Print the entries in full, word for word, but not the pictures.

╭─ Listed entries

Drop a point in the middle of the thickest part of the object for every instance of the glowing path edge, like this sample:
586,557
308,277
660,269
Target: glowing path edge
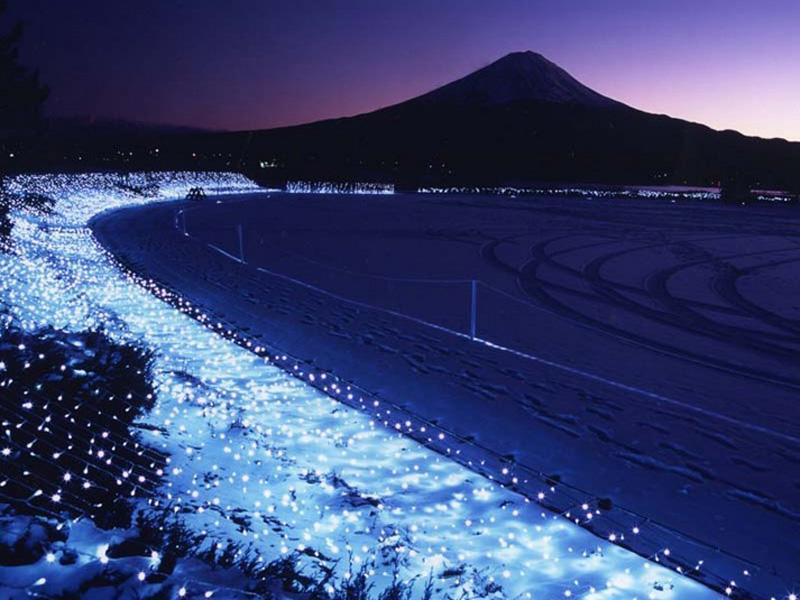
427,513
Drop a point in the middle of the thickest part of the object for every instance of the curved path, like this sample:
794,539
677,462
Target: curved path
721,486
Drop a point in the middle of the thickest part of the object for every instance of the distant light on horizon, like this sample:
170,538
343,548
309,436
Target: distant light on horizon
253,64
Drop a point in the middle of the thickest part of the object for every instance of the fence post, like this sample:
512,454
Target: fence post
473,309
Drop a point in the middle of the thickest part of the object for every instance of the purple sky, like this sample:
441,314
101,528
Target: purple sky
240,64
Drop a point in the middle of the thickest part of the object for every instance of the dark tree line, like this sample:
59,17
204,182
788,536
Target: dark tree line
22,97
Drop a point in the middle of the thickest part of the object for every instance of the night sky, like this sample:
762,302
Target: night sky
239,64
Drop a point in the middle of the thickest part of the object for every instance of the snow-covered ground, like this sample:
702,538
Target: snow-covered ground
261,457
607,380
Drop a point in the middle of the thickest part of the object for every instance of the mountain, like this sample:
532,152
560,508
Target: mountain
520,119
519,76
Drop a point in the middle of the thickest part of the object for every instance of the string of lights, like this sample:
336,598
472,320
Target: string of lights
266,450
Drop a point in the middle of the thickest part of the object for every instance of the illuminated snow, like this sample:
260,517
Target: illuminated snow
260,457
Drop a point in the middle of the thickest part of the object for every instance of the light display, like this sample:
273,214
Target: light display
271,458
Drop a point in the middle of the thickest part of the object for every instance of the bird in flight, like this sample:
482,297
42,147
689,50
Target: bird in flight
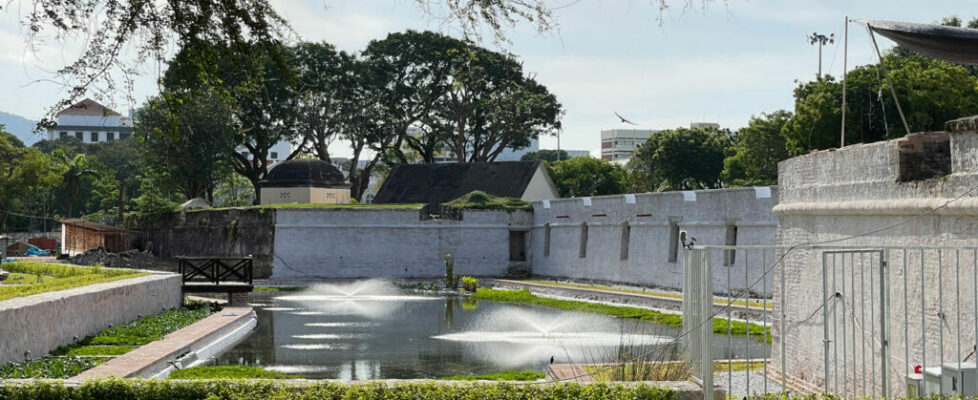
624,120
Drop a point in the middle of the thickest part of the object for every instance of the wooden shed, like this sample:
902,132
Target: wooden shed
78,236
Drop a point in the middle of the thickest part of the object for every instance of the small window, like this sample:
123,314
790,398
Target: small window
583,249
730,256
673,241
626,237
546,240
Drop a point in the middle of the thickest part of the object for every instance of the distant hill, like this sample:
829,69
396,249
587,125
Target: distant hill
21,127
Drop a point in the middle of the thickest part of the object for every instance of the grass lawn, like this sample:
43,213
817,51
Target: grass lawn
312,205
502,376
660,293
524,296
660,371
229,372
30,277
71,360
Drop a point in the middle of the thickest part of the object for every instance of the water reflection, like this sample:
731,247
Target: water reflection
317,336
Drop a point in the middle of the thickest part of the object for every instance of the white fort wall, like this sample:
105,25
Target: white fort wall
857,190
648,222
390,243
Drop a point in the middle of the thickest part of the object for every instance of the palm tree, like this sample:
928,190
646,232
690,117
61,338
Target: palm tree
75,169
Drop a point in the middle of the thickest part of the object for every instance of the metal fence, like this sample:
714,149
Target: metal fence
852,321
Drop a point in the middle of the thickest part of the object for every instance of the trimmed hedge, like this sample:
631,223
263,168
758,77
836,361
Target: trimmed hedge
270,390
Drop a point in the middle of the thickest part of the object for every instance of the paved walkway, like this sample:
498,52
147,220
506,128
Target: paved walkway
154,356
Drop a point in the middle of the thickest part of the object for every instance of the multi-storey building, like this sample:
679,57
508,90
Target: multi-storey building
91,122
618,145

╰─

- [Written response]
Drop a point in the middle of the thickest part of the object for every instance of the glowing path edge, like this sample:
586,557
308,277
660,269
Target: glowing path edge
427,513
Drop a point in the middle of the thickest part of the object for every instance of the curved path, like this sample:
794,539
677,462
Target: curved path
721,486
Drop a point in the middle of the thickest part of the object for every instance of the distant light on horizon, like this sample:
170,538
343,548
309,436
Target: distant light on horizon
253,64
Drop a point in the middle of the thickest part of the object for every instance of the fence post, like this sample:
512,454
Target: fence post
473,309
Drop a point in the middle of the thickest part of the object for every instance of the purple sky, like this sample:
441,314
101,528
Target: purple sky
240,64
Drop a point in the middle of the thickest part of the object for every instance of the dark tree line, like this sample:
59,17
204,182
788,536
Target: dark tree line
22,97
Drop a point in the middle of the thickest part of the object for every instance of the night sky, like this sample:
762,302
Target: night sky
239,64
Drop a point in the middle of the thickest part of the object for every instance of the snow-covered ground, like this sample:
702,538
Target: snow-covered ground
261,457
607,380
Drop a point in the middle of the thickest part of the object for every instance of the mountain, like this sample:
532,152
560,508
Target: mountain
520,119
519,76
Drop a point in the middle of the thickest part of the object for every instance of the string of lights, like this sample:
336,598
472,320
Target: string of lights
266,450
Drop a point in the middle of the thickest part of the object for every instance of the illuminated snow, like this sample:
260,517
Target: illuminated snow
260,457
Drop a point in the middle of the thickest part of the object for every instance of the light display, like this sample:
273,214
Target: light display
271,458
Drop a point in the middle of the thickest part of the object for every instance of the bird in flight, like this sample:
482,297
42,147
689,50
Target: bird in flight
624,120
Drop a point in the middle of the thickest part of the object for every instance of the wooden shed, like this sample:
902,132
Target: wooden shed
78,236
Drop a point in the middle of the thickest part of the object for every instance of the small window, like this sample:
123,314
790,398
Target: small window
583,249
730,256
673,241
626,237
546,240
Drop a point in the middle of the thickest part of the object for every instance of the distant hill, like this sample:
829,69
396,249
587,125
Target: distant hill
21,127
Drop a point in the middle of the thickest part of the object for every instance of the grass lawn, like this sample:
43,213
817,51
Target: grass lawn
312,205
502,376
660,293
524,296
660,371
229,372
30,277
71,360
Drop a point in the middle of the thickest part of the object for every instance of the water reflection, like this sample:
731,247
Target: water reflection
317,336
Drop a point in the middle of the thickest part of the object for every instance of the white fort wall, like this sample:
105,25
Target: white fort wall
857,190
648,222
390,243
Drop a point in the middle of the thickest part of the object for every instance of the palm tree, like this sample:
928,190
646,232
690,117
61,338
Target: palm tree
75,169
Drop a point in the middle of the thickest part of the object for every instance of the metal fence, like this sample:
714,149
Target: metal fence
852,321
Drop a point in the middle of the thickest part of the object for every instance of the trimmed hedge, like this sample:
631,223
263,168
758,77
836,361
Target: trimmed hedge
270,390
Drop a point in the middle of the thickest part of the object for every instance of the paved walkway, like this sample:
498,52
147,220
506,128
Target: paved walkway
154,356
Drop a point in the middle of the thickest part of the object for every instance of the multi-storey building, like this sample:
679,57
508,90
Target: multi-storey building
91,122
618,145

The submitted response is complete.